## Extract
I was supposed to be reading my Bible, but I’ve never done what I was supposed to do. Instead, I was reading The Shining, which was hidden in the dust cover for my Bible, and listening as Freddie Mercury asked why we couldn’t find anybody to love us. I wasn’t supposed to have my Walkman with me, either, but I snagged it, along with whatever tape was in it, when I ran back in the house at the last minute to use the bathroom. I was fortunate the tape was “Queen’s Greatest Hits” since it would have to last me an entire week. It was 1984, and I was on my way to church camp for the first time.
That week in June also marked my first time warehoused with a bunch of other boys (whenever I entertain a prison fantasy, I only have to think back to church camp to determine its origin). Twenty boys, 50 gallons of Polo cologne, a billion raging hormones, and one overweight, bucktoothed, nearsighted, poorly dressed, nerdy gay kid – church camp was Heaven.

## Records

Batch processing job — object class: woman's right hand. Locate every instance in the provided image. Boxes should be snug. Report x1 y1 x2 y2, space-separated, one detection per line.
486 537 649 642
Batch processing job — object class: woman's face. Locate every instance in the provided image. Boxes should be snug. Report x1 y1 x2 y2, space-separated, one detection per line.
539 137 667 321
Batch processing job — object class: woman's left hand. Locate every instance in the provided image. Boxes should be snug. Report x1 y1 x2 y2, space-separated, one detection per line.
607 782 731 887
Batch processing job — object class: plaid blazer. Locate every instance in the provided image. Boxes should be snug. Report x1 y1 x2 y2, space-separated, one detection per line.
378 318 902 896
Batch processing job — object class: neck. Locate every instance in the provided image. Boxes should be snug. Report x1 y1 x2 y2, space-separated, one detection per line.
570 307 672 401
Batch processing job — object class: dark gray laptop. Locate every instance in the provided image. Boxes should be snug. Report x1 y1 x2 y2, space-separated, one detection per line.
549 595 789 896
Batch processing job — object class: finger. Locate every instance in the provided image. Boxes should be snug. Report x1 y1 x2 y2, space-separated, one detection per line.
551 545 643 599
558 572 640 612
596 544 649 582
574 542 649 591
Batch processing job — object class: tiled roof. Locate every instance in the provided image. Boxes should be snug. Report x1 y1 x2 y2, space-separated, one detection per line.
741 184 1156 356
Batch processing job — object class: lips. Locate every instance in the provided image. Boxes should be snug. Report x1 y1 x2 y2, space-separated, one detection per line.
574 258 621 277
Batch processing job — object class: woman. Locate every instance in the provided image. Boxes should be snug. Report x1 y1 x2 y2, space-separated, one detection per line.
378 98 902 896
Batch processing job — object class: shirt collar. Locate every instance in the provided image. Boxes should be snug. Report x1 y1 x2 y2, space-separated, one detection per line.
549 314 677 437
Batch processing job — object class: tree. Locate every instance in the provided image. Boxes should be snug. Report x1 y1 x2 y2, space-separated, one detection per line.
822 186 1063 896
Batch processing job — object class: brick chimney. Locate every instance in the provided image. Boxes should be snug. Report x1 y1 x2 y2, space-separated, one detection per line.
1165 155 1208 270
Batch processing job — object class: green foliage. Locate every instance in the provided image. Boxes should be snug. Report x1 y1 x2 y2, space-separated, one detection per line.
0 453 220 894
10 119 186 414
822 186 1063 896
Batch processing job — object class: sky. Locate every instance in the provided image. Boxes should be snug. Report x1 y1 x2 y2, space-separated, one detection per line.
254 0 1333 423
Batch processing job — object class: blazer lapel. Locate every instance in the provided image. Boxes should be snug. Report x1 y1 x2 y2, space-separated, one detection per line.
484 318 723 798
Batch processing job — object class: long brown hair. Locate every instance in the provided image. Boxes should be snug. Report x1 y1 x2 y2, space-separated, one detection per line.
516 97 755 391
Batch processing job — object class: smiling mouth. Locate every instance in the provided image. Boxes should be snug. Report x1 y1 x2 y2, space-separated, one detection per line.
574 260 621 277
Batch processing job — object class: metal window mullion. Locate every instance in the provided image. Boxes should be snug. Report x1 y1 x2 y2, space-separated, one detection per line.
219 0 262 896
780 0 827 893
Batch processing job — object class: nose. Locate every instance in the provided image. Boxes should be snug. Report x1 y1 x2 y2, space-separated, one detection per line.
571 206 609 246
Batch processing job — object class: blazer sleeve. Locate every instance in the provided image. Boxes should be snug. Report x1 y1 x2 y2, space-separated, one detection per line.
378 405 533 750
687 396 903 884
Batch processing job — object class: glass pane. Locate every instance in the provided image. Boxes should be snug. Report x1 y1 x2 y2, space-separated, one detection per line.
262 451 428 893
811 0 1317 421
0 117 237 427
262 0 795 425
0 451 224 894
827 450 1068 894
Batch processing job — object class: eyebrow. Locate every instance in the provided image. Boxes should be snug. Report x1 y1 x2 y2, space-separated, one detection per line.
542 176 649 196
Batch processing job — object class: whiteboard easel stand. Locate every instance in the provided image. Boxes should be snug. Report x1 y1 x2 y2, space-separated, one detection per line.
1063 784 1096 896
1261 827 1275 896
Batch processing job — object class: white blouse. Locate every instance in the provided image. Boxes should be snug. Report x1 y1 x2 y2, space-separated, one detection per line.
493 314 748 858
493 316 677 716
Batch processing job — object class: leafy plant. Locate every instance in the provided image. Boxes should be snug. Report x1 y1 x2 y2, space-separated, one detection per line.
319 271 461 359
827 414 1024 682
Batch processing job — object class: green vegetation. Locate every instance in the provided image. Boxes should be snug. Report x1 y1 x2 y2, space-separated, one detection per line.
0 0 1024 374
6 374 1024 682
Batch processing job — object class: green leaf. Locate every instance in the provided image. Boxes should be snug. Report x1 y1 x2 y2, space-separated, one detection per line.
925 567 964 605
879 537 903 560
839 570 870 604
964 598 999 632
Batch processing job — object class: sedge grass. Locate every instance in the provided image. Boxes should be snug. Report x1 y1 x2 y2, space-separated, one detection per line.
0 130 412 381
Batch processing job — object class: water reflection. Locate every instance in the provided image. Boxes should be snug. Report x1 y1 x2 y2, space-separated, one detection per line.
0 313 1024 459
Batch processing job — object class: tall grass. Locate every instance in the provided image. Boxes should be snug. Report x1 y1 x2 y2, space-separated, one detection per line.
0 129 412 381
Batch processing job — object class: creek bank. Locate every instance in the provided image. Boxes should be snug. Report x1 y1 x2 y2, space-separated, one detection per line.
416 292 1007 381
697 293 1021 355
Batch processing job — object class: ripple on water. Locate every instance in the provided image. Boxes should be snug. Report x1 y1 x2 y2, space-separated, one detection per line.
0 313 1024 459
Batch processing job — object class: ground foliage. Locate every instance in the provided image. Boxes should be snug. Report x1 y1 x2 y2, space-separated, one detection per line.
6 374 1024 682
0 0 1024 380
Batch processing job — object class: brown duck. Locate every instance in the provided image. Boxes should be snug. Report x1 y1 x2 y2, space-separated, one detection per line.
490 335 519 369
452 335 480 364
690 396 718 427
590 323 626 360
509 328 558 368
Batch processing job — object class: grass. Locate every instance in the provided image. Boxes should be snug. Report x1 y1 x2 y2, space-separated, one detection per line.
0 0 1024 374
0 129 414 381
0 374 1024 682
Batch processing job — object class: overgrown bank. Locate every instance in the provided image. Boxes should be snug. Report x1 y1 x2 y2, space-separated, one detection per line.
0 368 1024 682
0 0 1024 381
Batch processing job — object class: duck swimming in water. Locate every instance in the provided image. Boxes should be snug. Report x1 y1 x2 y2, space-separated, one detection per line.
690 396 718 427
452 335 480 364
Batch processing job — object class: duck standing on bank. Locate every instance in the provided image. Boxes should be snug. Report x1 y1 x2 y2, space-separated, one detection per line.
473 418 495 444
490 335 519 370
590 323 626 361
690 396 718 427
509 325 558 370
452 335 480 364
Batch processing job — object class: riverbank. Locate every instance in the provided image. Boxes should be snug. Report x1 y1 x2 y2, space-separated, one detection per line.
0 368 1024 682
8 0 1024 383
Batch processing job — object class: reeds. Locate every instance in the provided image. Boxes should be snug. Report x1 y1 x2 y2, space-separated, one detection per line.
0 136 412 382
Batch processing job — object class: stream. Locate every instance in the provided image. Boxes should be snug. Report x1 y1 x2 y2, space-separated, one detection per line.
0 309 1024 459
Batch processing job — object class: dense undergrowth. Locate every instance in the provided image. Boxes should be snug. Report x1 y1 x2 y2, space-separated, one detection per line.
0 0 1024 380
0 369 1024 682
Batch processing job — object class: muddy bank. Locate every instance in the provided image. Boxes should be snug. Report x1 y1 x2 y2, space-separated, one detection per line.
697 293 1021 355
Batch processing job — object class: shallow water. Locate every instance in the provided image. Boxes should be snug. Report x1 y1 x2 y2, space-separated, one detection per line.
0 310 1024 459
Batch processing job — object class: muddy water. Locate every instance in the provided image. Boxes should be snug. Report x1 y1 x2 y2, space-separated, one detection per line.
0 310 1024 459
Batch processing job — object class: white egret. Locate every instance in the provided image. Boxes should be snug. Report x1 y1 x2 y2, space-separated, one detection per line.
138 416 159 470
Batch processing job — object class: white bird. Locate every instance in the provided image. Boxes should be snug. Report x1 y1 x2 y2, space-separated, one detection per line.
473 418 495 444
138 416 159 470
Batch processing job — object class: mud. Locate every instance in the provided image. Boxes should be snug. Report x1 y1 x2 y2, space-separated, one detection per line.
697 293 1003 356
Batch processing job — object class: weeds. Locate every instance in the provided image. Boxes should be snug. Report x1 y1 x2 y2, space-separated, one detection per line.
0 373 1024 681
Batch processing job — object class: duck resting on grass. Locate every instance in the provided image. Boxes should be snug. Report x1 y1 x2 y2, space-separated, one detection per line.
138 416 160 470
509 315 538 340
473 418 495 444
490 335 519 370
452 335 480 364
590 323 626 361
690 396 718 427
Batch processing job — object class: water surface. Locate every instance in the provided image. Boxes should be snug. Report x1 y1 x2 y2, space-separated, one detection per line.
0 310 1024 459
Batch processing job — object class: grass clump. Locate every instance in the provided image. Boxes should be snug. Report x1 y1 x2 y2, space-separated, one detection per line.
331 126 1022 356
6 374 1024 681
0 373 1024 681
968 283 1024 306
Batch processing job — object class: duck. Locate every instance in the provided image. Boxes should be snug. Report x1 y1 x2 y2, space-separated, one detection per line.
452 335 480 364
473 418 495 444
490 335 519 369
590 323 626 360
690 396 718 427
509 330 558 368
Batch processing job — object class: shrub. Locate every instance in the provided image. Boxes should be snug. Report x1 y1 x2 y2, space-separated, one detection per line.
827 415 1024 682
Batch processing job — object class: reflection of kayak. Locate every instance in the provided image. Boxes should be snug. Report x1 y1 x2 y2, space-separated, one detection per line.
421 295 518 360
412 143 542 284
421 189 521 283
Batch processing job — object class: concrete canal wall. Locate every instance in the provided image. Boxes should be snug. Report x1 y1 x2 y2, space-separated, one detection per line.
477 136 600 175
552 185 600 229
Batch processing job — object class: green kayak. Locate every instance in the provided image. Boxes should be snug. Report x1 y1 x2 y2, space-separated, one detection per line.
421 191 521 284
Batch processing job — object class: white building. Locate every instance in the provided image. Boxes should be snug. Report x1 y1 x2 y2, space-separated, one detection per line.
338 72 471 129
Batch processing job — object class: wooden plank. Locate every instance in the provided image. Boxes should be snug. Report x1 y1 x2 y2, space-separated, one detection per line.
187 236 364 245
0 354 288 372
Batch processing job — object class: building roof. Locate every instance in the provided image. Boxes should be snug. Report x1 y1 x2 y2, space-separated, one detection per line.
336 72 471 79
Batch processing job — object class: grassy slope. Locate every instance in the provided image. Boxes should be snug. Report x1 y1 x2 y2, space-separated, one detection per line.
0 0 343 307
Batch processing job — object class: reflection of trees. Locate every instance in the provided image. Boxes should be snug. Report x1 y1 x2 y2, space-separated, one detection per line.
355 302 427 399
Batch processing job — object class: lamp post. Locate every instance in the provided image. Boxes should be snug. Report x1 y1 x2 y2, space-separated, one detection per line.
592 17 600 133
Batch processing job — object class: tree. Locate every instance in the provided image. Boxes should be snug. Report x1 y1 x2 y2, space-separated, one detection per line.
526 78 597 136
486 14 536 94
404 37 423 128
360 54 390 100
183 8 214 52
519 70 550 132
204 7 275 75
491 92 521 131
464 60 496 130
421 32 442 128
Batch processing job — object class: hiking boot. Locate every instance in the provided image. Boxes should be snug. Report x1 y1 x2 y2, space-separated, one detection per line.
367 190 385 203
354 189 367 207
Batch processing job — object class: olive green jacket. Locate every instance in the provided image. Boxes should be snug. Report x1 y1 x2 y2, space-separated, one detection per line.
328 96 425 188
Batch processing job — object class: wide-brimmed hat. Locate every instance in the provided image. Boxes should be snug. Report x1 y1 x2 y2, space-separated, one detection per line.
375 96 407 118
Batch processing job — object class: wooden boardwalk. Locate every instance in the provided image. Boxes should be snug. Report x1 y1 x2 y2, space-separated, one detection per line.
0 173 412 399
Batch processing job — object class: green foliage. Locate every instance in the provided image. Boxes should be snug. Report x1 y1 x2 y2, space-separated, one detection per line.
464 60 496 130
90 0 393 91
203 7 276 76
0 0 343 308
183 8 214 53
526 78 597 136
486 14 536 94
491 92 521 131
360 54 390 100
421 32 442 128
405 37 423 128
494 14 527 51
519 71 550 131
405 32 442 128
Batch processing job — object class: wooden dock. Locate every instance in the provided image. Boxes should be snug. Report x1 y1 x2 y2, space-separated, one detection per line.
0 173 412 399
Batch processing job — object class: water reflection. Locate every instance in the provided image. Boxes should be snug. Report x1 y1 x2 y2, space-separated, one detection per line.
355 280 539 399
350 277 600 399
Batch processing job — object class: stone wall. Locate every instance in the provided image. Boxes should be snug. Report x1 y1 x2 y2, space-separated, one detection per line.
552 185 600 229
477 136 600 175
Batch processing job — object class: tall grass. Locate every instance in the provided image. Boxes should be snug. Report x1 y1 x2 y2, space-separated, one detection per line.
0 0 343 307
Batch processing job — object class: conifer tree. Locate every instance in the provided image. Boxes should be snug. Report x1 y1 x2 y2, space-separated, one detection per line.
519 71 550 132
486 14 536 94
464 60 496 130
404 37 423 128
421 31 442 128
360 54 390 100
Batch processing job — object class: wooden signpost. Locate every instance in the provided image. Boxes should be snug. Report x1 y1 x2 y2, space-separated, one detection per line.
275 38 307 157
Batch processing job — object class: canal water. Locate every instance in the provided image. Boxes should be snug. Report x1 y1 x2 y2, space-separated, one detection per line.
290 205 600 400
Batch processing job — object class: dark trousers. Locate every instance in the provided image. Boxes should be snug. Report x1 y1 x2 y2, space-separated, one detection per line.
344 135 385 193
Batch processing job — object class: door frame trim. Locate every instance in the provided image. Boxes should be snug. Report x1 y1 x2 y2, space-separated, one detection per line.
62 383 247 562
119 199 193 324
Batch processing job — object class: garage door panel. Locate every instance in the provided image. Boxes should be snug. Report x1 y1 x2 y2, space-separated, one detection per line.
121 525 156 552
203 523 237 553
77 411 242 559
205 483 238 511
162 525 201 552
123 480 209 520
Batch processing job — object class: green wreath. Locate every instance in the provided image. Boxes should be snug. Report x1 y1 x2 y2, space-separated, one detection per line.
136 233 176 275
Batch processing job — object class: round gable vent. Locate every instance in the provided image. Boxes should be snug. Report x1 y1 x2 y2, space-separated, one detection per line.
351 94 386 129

## Directions
1: In the church camp account, what book was hidden inside the Bible's dust cover?
2: Please carry the church camp account forward from its final sentence, keeping the same first-person voice.

## Exercise results
1: The Shining.

2:
I knew from the moment we arrived that, so long as I got Saved that week and offered my soul to Jesus when they asked all the sinners to come forward, then when I died and got in the express line past the gates, inside would be a plywood cabin in the Ozarks filled with boys that smelled good, wore Izod shirts and had feathered haircuts.
I got Saved on Tuesday. I had to make sure I got that out of the way, in case I fell off a cliff or something. It wasn’t official until I got baptized back in my hometown later that summer. (I had to wear white pants. In a hot tub. With my preacher. In front of God and everybody. Literally. Was I the only person who noticed the faux pas? To this day, I hope so, because that water was very warm.) I think a lot of people were surprised that a 12 year old could have committed so much sin, proving that, contrary to what I often believed, they couldn’t read my mind. They obviously didn’t know about the special sleepovers that had been going on for a year or so or what I thought about every time I saw a cute guy my age or a little older (not too old – like 17 – I mean, that was ANCIENT). But I knew what I’d been thinking and doing, and I knew that I was a very dirty little boy.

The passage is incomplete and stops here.